DATASET ENTRIES Block Start
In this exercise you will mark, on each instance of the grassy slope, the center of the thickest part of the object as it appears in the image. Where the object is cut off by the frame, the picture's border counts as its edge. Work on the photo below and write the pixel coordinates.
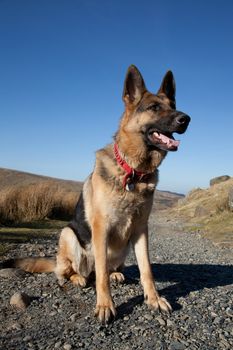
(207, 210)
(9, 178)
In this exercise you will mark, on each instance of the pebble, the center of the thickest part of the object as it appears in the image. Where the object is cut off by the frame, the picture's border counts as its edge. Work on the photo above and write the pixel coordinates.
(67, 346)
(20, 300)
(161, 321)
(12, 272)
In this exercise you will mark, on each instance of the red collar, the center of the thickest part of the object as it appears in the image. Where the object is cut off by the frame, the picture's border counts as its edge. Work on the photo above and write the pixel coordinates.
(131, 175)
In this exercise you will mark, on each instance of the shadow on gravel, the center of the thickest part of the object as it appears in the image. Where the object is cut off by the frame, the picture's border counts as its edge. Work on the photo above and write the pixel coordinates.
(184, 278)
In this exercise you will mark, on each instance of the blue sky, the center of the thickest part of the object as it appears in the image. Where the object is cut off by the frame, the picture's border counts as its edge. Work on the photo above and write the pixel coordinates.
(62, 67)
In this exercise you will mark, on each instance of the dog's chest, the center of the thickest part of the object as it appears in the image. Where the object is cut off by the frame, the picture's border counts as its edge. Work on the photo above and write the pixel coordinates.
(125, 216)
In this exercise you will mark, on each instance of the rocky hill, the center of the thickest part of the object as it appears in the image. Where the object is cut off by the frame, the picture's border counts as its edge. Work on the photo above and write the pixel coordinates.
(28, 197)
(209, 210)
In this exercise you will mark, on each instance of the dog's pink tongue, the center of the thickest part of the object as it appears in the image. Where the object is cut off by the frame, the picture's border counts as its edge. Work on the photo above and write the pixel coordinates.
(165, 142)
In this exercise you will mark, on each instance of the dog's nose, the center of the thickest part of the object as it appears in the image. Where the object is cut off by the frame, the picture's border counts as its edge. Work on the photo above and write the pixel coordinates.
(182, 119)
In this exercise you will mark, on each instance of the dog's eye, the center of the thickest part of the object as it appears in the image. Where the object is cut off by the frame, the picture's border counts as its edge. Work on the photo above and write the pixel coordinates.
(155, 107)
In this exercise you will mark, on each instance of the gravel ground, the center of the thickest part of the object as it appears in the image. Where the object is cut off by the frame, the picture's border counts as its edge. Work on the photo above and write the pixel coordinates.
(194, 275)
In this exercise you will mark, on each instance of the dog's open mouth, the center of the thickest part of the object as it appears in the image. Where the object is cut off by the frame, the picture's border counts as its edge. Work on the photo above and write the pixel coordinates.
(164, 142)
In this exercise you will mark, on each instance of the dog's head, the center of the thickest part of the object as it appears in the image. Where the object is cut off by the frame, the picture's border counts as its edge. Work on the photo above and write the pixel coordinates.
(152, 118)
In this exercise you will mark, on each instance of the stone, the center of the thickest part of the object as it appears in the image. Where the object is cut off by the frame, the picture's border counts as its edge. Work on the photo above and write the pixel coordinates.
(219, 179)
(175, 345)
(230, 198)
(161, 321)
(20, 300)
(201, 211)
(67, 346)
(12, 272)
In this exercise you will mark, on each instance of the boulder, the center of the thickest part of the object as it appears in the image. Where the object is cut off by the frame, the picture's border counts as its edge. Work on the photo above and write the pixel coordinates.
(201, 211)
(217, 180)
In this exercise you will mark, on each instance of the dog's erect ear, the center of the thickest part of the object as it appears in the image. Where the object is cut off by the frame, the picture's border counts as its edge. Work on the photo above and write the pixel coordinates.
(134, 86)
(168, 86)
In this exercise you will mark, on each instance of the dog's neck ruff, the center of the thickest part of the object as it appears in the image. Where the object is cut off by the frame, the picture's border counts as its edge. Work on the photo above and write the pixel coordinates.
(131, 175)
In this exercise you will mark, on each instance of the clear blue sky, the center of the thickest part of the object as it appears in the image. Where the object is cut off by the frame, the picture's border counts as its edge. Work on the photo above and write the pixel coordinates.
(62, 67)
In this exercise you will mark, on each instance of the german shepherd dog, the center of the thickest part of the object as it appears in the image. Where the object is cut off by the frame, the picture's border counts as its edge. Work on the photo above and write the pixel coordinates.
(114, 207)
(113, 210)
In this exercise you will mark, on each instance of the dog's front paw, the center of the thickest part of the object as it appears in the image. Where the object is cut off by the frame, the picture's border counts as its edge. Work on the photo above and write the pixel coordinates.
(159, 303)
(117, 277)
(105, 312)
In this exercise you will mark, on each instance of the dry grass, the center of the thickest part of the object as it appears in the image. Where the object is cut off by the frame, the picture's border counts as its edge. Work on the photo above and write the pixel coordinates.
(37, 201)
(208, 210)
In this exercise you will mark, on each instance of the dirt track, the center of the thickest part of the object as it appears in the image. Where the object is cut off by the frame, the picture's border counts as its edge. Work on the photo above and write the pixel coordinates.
DATASET ENTRIES Block End
WHAT THE TASK ASKS
Could you repeat all of the data exactly, minus the pictures?

TASK RESULT
In this exercise you will mark, on each instance of the grassy slope, the center of the thickest part of the object as it appears in the image. Where the object is cut off by the frame, the picture's border counts as its edge. Work on the photo below and write the pixel coordinates.
(207, 210)
(9, 178)
In this exercise you will mark, on each instance of the pebble, the center of the thickest part of the object as it appears in the image. Where the object is cut off by the frame, the picture's border counts as its edge. Work on the photo above and write the pixel coordinates.
(67, 346)
(20, 300)
(161, 321)
(12, 272)
In this exercise you will mark, on each instance of the red collar, the center of the thickest part of the object as it appears in the image. Where the object is cut off by the frame, the picture's border counts as its edge. Work on the photo above and write the pixel coordinates.
(131, 175)
In this exercise you will mark, on each instance of the shadow on gravel, the center of the thickest part of the object as it appears in the image. Where the object is cut off by the frame, the picture's border counts as its edge. Work on the photo above and write the pixel coordinates.
(184, 278)
In this exercise you will mark, on each instance of the blue sky, the center of the thickest part of the object as it appears in the image. Where the object is cut off by the frame, the picture's border counts as its edge. Work on the photo above and write the pixel coordinates.
(62, 67)
In this exercise you will mark, on each instance of the dog's chest, the center of the thickest part of the object as it appears in the image. Where the object is cut off by the frame, the picture's border counts as its edge. Work on the photo above and write the pixel coordinates.
(125, 216)
In this exercise you will mark, on each instance of the rocky hill, the center of the thickest part of the object as it appears in the image. Where the object is cut off by the frame, the picture's border counts as its edge. Work on the photo above and write the pixel coordinates.
(28, 197)
(209, 210)
In this exercise you will mark, on each instance of the dog's pink tongue, the center of the thickest part of the object as it appears in the image. Where the object is cut off by the frame, the picture's border counts as its edge. Work on the photo above and write the pixel coordinates.
(165, 142)
In this exercise you will mark, on each instance of the dog's nose, the center of the thickest part of the object as it appears in the image. Where the object is cut off by the frame, the picture's border counts as its edge. Work on the photo above and write the pixel coordinates.
(182, 119)
In this exercise you will mark, on each instance of the dog's eye, the center of the thickest part of the object as it appears in the image. Where the object is cut off by the frame, the picture's border counts as its edge. Work on the photo above and write the pixel coordinates.
(155, 107)
In this exercise you will mark, on each instance of the gravel ground, the center of the thickest part of the object as it appears in the image. Where the object is cut off by the frame, the picture's border counts as its edge. Work on the photo above and write the pixel coordinates.
(194, 275)
In this exercise you will mark, on each instance of the dog's open mouth, the center of the thickest part of the object as it appears in the image. Where the object is cut off by the frame, the picture's border counts as its edge. Work on the photo above and write the pixel coordinates.
(164, 142)
In this exercise you will mark, on each instance of the dog's head, the center of the thickest part of the object as it appears in the image. Where the object is cut off by the frame, the picture's border counts as its edge. Work on the photo above and write the pixel coordinates.
(152, 118)
In this exercise you will mark, on each instance of the stone, the center of the thickest part of the object as it appears in the image. Where the object is cut off by the frame, the picture's border counts as its edge. Work on the photo above and write the pixel coordinates.
(219, 179)
(175, 345)
(230, 198)
(161, 321)
(20, 300)
(201, 211)
(67, 346)
(12, 272)
In this exercise you will mark, on each instance of the boulder, the center of the thickest part of the object as it appears in the image. Where the object is cut off by the frame, the picture's border counts as its edge. Work on the photo above and write the pixel coordinates.
(201, 211)
(217, 180)
In this exercise you will mark, on each instance of the dog's erect ear, the center of the thickest part of the object as it appears in the image. Where the object is cut off by the frame, the picture's border counts as its edge. Work on the photo above and write the pixel coordinates.
(134, 86)
(168, 86)
In this exercise you will mark, on each instance of the dog's neck ruff, the center of the thickest part of the object as it appears in the image. Where the object is cut off by the frame, the picture's border counts as its edge. Work on the photo above and write the pixel coordinates.
(131, 175)
In this exercise you will mark, on each instance of the clear blue sky, the center of the thickest part of the object as it appears in the image. Where the object is cut off by the frame, the picture's border counts as its edge. Work on the photo above and write the pixel coordinates.
(62, 67)
In this exercise you will mark, on each instance of the german shepherd dog, the center of the thickest part of the object as it appears in the image. Where the object is cut off by the frame, the picture's border counts as its edge. Work on the photo above and write the pixel coordinates.
(114, 207)
(113, 210)
In this exercise you will mark, on each instance of the dog's front paw, the center of the thickest part of the object as it appears in the image. Where the object is cut off by the frame, the picture's border counts as its edge. Work on the photo above and write the pixel coordinates.
(159, 303)
(117, 277)
(105, 312)
In this exercise you will mark, on each instance of the dry grass, the center of the thickest part of the object as it appears in the image. Where the object is cut off by the frame, the picture's border counts as its edge. Work on the photo above and write the pixel coordinates.
(37, 201)
(208, 210)
In this exercise you will mark, on each instance of the dirt track, the center of the thickest part of the object as it appears in the image. Where the object is cut off by the frame, the picture's border counts as its edge. Work on the photo above and write the pixel coordinates.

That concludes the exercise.